▶ _Try it_:
Write each line below back out exactly, omitting its pictures.

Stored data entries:
● ● ● ● ● ● ●

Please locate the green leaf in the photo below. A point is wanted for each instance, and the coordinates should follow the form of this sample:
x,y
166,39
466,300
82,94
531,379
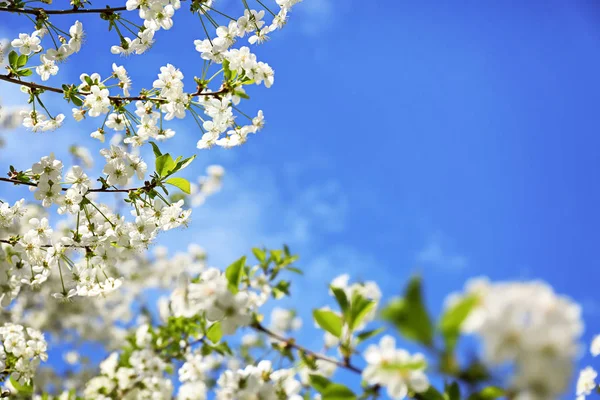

● ● ● ● ● ● ●

▶ _Problem solution_:
Please locate the green leaf in the photo below. A point is wanted for each instance, and the coordinates should follow the form of this sample:
x,y
166,39
466,300
82,94
531,379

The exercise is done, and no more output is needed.